**Excerpted passage:**
--------------------------------

# Sea Cadet Quilt



## BinRat55 (3 Feb 2009)

Can anyone put me in touch with the individual(s) responsible for initiating the building of a quilt containing all 350+ corp  crests? Here is an excerpt of what I read...

"Hey all,

A couple of my chiefs(and 1 PO1) decided they would make a quilt with every corps crest in canada on it. If you would be intrested in being a part of this, and could obtain us a corps crest, this would be greatly appreciated. The quilt will be donated to the Cornwallis Military Museum on base at HMCS Acadia. We expect awesome results. Please Try and spare 1 that you may have as a double, or can obtain from stores."

He is with 268 Bras D'or and it would seem to be called "The Corps Badge Quilt"...


----------



## Neill McKay (3 Feb 2009)

BinRat55 said:
			
		

> Can anyone put me in touch with the individual(s) responsible for initiating the building of a quilt containing all 350+ corp  crests? Here is an excerpt of what I read...
> 
> "Hey all,
> 
> ...



You can reach the CO of BRAS D'OR at 268sea@cadets.gc.ca.


----------



## BinRat55 (4 Feb 2009)

Danke!


----------



## Neill McKay (11 Feb 2009)

BinRat55 said:
			
		

> Danke!



Bitte.


----------

--------------------------------

**Problem set:**
(a) According to the sea cadet quilt thread, why does the quoted post ask readers for a corps crest? Answer in one to three sentences.
(b) In the sea cadet quilt thread, rewrite the passage starting at "A couple of" and ending at "McKay (3 Feb 2009)", with "donated" changed to "given".
(c) In the sea cadet quilt thread, where will the quilt be donated?
The records below come from a separate source.

--------------------------------

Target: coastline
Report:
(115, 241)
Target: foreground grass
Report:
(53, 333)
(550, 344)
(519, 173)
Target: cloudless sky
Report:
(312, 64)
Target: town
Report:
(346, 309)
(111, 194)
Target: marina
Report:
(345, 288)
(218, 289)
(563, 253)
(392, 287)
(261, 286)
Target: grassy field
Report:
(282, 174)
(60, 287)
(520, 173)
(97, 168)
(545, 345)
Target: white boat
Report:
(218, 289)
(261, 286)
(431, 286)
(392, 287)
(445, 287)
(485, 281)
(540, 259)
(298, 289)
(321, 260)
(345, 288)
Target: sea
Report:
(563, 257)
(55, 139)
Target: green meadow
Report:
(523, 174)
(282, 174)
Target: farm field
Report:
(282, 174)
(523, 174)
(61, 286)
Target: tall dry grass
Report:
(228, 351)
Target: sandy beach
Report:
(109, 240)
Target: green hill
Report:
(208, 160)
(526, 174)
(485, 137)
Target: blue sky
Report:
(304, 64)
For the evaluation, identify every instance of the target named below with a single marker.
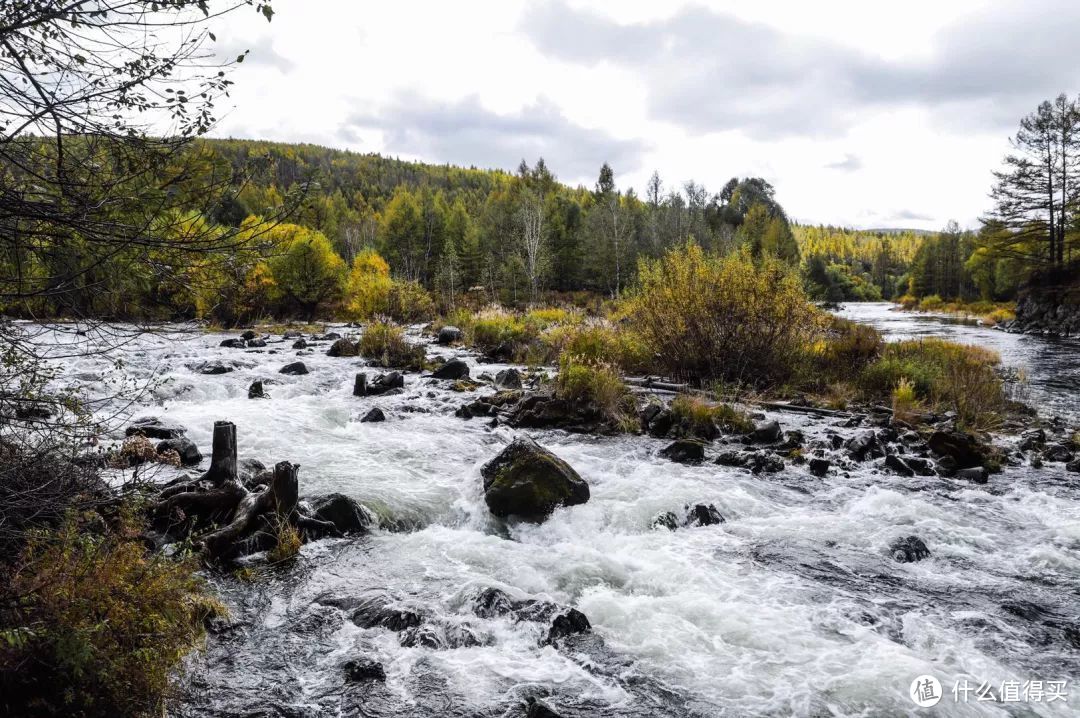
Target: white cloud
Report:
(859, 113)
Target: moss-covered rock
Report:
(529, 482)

--------------------------------

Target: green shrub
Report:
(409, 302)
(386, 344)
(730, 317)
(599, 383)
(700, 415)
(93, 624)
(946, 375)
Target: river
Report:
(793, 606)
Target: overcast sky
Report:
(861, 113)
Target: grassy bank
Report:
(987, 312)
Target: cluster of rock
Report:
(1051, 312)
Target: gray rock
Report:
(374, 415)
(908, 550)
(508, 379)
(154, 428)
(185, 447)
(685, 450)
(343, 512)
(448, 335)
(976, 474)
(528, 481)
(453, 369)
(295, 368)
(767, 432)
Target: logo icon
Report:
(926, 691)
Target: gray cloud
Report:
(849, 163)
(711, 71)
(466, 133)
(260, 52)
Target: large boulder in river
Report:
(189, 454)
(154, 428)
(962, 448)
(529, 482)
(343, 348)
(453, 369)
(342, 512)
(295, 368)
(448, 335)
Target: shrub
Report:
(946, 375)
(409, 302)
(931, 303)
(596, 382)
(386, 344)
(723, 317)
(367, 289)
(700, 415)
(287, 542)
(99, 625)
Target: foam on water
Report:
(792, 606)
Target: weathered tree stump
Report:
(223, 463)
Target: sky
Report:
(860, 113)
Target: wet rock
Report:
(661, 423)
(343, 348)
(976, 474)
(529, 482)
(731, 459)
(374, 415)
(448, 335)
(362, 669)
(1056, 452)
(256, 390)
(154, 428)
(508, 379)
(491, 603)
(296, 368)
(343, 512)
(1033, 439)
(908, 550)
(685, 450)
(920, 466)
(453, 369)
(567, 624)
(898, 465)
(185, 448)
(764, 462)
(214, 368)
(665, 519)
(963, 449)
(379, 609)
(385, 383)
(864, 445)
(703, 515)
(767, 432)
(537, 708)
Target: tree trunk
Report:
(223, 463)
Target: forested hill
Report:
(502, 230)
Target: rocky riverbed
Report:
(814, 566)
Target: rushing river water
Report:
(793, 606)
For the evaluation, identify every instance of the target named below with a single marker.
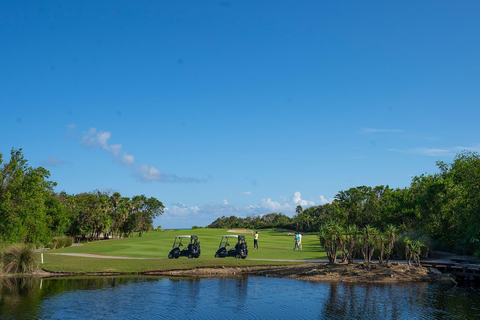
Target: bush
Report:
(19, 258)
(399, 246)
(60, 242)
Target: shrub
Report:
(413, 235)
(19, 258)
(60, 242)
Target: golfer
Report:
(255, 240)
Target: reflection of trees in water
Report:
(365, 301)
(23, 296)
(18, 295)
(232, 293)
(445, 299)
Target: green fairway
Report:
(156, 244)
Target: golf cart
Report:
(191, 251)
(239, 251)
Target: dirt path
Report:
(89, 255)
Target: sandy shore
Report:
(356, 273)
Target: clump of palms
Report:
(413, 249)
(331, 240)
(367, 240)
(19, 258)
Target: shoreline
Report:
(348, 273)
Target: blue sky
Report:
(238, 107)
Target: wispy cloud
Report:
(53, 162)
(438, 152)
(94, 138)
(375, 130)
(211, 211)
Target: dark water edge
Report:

--------------------------------

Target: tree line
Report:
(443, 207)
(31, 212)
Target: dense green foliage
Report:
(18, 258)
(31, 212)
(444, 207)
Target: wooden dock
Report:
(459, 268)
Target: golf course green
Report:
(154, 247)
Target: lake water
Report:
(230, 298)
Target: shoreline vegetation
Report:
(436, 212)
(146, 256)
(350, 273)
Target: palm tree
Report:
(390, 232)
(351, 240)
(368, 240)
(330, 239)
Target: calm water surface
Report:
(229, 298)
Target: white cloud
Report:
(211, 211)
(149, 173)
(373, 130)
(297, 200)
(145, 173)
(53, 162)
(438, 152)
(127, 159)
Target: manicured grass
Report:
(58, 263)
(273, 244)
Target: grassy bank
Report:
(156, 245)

--------------------------------

**Answers:**
(a) A couple of chiefs and one PO1 decided to make a quilt with every corps crest in Canada on it. The post asks readers to spare or obtain a crest so they can be part of it.

(b)
A couple of my chiefs(and 1 PO1) decided they would make a quilt with every corps crest in canada on it. If you would be intrested in being a part of this, and could obtain us a corps crest, this would be greatly appreciated. The quilt will be given to the Cornwallis Military Museum on base at HMCS Acadia. We expect awesome results. Please Try and spare 1 that you may have as a double, or can obtain from stores."

He is with 268 Bras D'or and it would seem to be called "The Corps Badge Quilt"...


----------



## Neill McKay (3 Feb 2009)

(c) The Cornwallis Military Museum on base at HMCS Acadia.